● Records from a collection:
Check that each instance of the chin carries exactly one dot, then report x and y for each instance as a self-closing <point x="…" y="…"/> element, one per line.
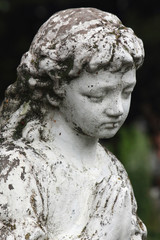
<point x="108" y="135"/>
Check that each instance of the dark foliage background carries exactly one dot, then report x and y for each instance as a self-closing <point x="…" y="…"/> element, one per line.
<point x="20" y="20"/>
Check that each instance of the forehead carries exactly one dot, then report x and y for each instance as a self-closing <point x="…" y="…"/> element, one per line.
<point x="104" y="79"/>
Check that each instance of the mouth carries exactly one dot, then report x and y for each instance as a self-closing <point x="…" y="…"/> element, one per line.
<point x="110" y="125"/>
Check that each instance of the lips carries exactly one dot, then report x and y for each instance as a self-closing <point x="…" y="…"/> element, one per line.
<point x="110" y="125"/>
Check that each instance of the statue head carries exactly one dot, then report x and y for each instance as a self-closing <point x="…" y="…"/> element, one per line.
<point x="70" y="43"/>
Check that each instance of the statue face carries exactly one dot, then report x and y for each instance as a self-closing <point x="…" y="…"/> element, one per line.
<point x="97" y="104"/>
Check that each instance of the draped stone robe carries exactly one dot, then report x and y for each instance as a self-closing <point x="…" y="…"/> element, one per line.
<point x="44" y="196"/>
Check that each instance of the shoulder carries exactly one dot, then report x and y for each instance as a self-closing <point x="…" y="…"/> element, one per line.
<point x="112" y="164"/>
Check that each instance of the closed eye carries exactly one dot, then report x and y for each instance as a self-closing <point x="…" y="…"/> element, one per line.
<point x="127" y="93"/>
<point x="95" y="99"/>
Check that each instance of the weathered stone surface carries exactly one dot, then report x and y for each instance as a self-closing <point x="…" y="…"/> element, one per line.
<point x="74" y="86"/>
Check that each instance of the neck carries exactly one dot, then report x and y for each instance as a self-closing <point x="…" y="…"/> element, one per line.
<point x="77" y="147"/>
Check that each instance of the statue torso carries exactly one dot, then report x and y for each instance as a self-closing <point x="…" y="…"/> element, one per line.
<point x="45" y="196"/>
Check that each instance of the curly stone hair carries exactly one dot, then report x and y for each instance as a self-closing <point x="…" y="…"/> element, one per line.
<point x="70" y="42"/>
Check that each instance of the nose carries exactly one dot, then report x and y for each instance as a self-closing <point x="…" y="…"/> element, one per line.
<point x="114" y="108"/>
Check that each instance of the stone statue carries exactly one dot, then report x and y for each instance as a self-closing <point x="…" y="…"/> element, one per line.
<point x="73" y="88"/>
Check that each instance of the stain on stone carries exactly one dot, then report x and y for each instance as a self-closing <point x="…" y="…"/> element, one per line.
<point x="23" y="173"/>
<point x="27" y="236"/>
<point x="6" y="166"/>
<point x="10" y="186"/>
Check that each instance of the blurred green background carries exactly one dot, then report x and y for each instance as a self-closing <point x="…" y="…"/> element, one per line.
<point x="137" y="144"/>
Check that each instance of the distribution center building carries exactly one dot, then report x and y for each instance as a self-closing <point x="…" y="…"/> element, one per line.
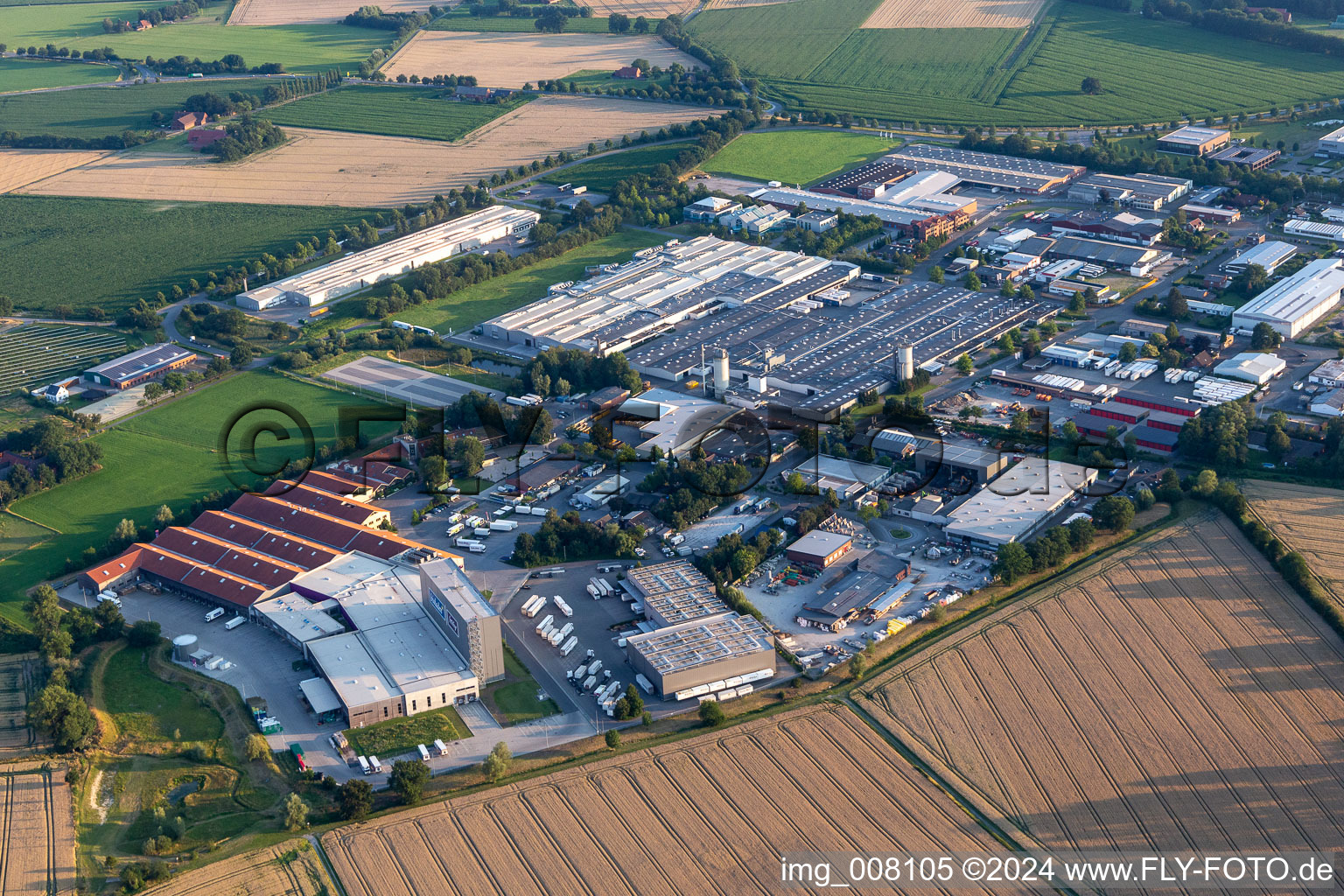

● Directive: All records must be output exactly as they are, except for the pictures, which are left out.

● Output of the exercise:
Check that each instance of the chin carries exactly one dot, then report x and y for each instance as a self-closing <point x="…" y="…"/> element, one per line.
<point x="108" y="135"/>
Check that each instance of the dark foliage background carries exactly one dot, then report x and y for each instance as a self-closing <point x="…" y="…"/> element, one per line.
<point x="20" y="20"/>
Check that each instance of the forehead carries exactly one dot, then report x and y for each instance as a self-closing <point x="…" y="…"/> element, one per line.
<point x="104" y="79"/>
Check that each instance of the mouth carries exactly one dot, then report x and y for each instance as a self-closing <point x="…" y="…"/> element, one per line.
<point x="110" y="125"/>
Check that each instance of the lips carries exactly one dot, then report x and y for each instance as a self-closing <point x="…" y="…"/> element, one per line.
<point x="110" y="125"/>
Check that each instance of the statue head carries exactly one dot, then report x and y for each instance as a self-closing <point x="…" y="…"/> element, one per line.
<point x="70" y="43"/>
Check that each instance of the statue face carries exactly one dot, then report x and y for each instance as a self-closing <point x="…" y="…"/> element, one per line.
<point x="97" y="104"/>
Check that each instance of the draped stone robe carries exactly one dot, then report x and y for each instance as a self-closing <point x="…" y="…"/> element, one per line.
<point x="44" y="196"/>
Check that each instance of the shoulder carries exactly one dot, then report x and y for each instance as a self-closing <point x="…" y="…"/> element, one per line.
<point x="112" y="164"/>
Check that each instance of the closed eye carries exactly one dot, then report x and y for each instance as a self-closing <point x="…" y="…"/> element, one per line.
<point x="127" y="93"/>
<point x="95" y="99"/>
Check that each instance of the weathered stone surface carries exactly one dot, then report x and y for each instance as a self-closing <point x="…" y="…"/> element, one per line.
<point x="74" y="86"/>
Check that each instance of the neck carries exactly one dot, then report x and y for each instance as a self-closing <point x="…" y="…"/> element, one per line.
<point x="77" y="147"/>
Check that each instance of the statue torso carries exactly one dot, then report x and y for each instance as a self-closing <point x="…" y="…"/> element, one per line.
<point x="45" y="196"/>
Check that each instance of the curly stone hair carries exactly one dot, then report x and y for each instance as a self-closing <point x="…" y="…"/> element, one per line.
<point x="70" y="42"/>
Check that each instance of the nose carries exactly one dot, then report x and y for each instance as a self-closing <point x="…" y="…"/> element, one per line.
<point x="114" y="108"/>
Check that each instance of the stone statue carries exactly one dot, then report x and y for each instance as a self-closing <point x="…" y="…"/> element, one per line.
<point x="73" y="88"/>
Check that each instance of the stain on stone carries exactly one dot, then report x and y for each instance as a self-closing <point x="…" y="…"/> element, one per line.
<point x="23" y="173"/>
<point x="27" y="236"/>
<point x="6" y="166"/>
<point x="10" y="186"/>
Check that each instance of the blurred green background carries exactly one dot, then report x and y for each instance as a self-closing <point x="…" y="…"/> element, one per line.
<point x="137" y="144"/>
Check that each instance of the distribution center building carries exactly one dot, then report x and y for each instance as a self-closing <point x="…" y="…"/> element, one per line.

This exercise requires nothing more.